Data excerpts:
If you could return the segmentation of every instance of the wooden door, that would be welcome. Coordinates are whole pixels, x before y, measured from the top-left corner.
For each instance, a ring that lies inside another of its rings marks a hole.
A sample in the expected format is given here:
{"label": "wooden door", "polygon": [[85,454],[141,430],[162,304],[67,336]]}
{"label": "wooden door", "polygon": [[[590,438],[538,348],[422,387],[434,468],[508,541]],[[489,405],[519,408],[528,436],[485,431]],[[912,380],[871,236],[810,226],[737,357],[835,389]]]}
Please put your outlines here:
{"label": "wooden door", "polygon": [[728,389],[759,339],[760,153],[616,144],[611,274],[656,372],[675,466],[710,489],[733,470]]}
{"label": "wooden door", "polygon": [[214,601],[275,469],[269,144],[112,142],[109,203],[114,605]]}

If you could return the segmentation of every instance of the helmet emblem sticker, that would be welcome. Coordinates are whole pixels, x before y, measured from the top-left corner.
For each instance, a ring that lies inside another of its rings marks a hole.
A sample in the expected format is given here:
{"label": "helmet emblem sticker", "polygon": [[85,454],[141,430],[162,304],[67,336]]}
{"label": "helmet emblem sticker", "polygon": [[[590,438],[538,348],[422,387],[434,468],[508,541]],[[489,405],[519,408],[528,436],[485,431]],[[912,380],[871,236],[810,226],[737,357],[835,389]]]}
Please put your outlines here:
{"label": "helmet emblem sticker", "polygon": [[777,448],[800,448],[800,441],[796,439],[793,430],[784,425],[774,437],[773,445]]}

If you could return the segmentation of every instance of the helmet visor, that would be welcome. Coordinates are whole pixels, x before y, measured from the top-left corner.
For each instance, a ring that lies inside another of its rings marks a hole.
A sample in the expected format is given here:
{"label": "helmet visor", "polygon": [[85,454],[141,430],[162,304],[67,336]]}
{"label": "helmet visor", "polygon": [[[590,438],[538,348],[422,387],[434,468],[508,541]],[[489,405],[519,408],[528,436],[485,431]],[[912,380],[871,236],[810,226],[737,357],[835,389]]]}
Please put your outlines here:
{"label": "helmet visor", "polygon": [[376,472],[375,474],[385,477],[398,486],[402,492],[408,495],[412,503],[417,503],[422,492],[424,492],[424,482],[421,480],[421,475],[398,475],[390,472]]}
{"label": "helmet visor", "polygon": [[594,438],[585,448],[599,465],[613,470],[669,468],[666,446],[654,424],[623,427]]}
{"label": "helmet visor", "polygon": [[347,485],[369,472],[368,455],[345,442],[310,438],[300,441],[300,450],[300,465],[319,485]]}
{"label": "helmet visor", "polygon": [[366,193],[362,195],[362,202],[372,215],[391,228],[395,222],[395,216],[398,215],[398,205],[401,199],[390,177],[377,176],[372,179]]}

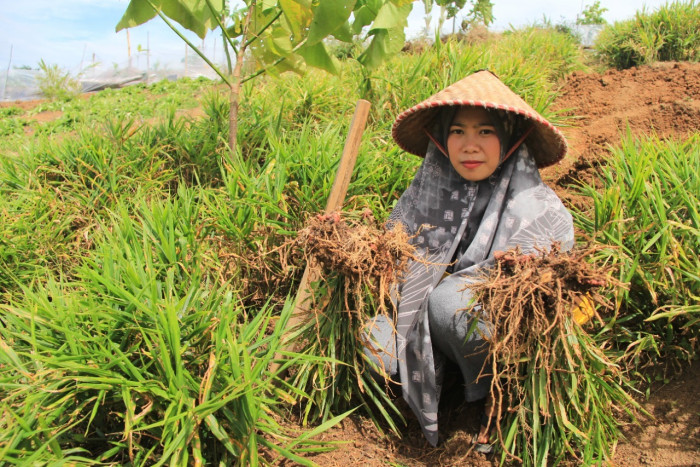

§ EXERCISE GOAL
Among the lines of the data, identify those with the word "left". Copy each of them.

§ SOLUTION BELOW
If you could return the segmentation of every instance of the wooden door, that would be welcome. Coordinates are whole pixels, x before y, measured from the top-left corner.
If you could return the segmentation of every instance of the helmet emblem sticker, that would be welcome. Coordinates are whole pixels, x before y, measured from the top-left corner.
If you could return the segmentation of every instance of the helmet visor, that would be welcome. Coordinates are whole pixels, x before y, measured from the top-left corner.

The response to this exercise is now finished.